§ **Prompt 1**: Count the lines in the listing below that contain the word "path", and reply with the number only.

==== Source text ====

The Gentiles -- Latin gentilis from gens, gentis

[Goy, -im: TRILITERAL: gwy. DEFINITION: (Central Semitic noun *gy-) tribe. Goy, from Hebrew gôy, nation people (usually, and later exclusively, of non-Israelite, and then non-Jewish]
DAMASUS (3??- 383) -- Pope from 366-383, commissioned Jerome.   He had to overcome the first known "anti-Pope" (Ursinus), and was accused of being worldly (even adultery), criminal (murder), and ridden with peccadilloes.

But he commissioned Jerome's Vulgate, set a calligrapher to work engraving epigrams in tombs and catacombs, and embellished and enriched churches.

First known Bishop of Rome to invoke the "Petrine text" -- (Mathew 16:18--"thou art Peter and upon this Rock I build my Church").  
More info:

http://www.newadvent.org/cathen/04613a.htm

http://www.wikipedia.org/wiki/Pope_Damasus_I

http://www.ewtn.com/library/MARY/DAMASUS.htm

http://www.ccel.org/w/wace/biodict/htm/iii.xxi.v.htm
 
 

AMBROSE (339-397) -- Bishop of Imperial Milan, unbendingly Orthodox, humiliated Theodosius, music man, converted Augustine

[Note 1: During his Tenure, the Western Empire court settled in Milan (Gratian, then Valentinian 2)].

====

§ **Prompt 2**: Write the next part of the notes on early Church figures above, starting right after the note about the Western Empire court settling in Milan.

==== Extracted material ====

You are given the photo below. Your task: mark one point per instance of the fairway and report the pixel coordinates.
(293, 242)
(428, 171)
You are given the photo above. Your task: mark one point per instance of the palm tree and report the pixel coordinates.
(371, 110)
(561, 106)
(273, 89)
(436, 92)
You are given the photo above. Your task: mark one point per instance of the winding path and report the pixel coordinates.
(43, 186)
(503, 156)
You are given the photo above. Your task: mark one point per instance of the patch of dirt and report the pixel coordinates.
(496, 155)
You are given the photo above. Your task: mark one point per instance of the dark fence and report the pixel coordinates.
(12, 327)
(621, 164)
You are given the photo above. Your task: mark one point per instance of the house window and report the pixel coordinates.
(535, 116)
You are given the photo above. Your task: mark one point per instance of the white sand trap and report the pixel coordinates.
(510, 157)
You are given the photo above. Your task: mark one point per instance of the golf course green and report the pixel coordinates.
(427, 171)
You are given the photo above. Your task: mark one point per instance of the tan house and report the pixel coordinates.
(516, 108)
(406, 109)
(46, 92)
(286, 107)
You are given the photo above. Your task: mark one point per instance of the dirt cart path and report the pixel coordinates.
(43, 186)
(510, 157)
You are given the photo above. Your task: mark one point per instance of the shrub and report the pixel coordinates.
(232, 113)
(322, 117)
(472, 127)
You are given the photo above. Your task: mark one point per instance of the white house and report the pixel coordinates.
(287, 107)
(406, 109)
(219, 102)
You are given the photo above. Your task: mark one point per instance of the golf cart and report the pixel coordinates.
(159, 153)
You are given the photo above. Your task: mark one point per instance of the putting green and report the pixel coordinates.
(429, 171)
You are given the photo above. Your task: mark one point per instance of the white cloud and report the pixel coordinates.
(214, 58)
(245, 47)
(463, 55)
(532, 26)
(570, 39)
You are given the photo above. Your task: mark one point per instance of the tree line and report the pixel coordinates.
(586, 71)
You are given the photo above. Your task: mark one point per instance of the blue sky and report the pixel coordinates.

====

§ **Exercise result 1**: 2

§ **Exercise result 2**:
[Note 2: Arianism, the first of the great "heresies", defined Christ (according to its "orthodox" enemies) as a second, inferior god standing midway between the "First Cause" and creatures. The Council of Nicea condemned Arianism and the Nicene Creed is the expression of the "orthodox" and what became the "Catholic" view. See http://www.newadvent.org/cathen/01707c.htm and https://en.wikipedia.org/wiki/Arianism for more info.]

Ambrose defined differences between Orthodoxy and Arianism -- public relations and manifestations prevented imperial (Valentinian) efforts to allow/order debate between the two streams.

Ambrose was clearly anti-liberal -- no reason to debate with Arians -- and even argued that violence was justified in defense of faith.

Some writings were clearly "anti-Semitic": this was many centuries before the Church announced (at Vatican 2, 1962-65) that what the Gospels clearly said about responsibility of Jews for Christ's death was not what they meant. [Keep in mind that this issue is still current: Mel Gibson's movie on the life of Christ is said to, once again, blame the Jews.]

Dispute between Ambrose and Theodosius (Eastern Emperor, appointed by Gratian). Although Theodosius was clearly a supporter of Ambrose's anti-Arian crusade, they fell out over Theodosius' punitive executions of Thessolonica rioters. Ambrose demanded and got public penitence.

Anticipated and directly influenced Augustine in many respects. Augustine had gone to Milan and, according to his own account, was overcome by Ambrosian music.

Great literary and musical achievements.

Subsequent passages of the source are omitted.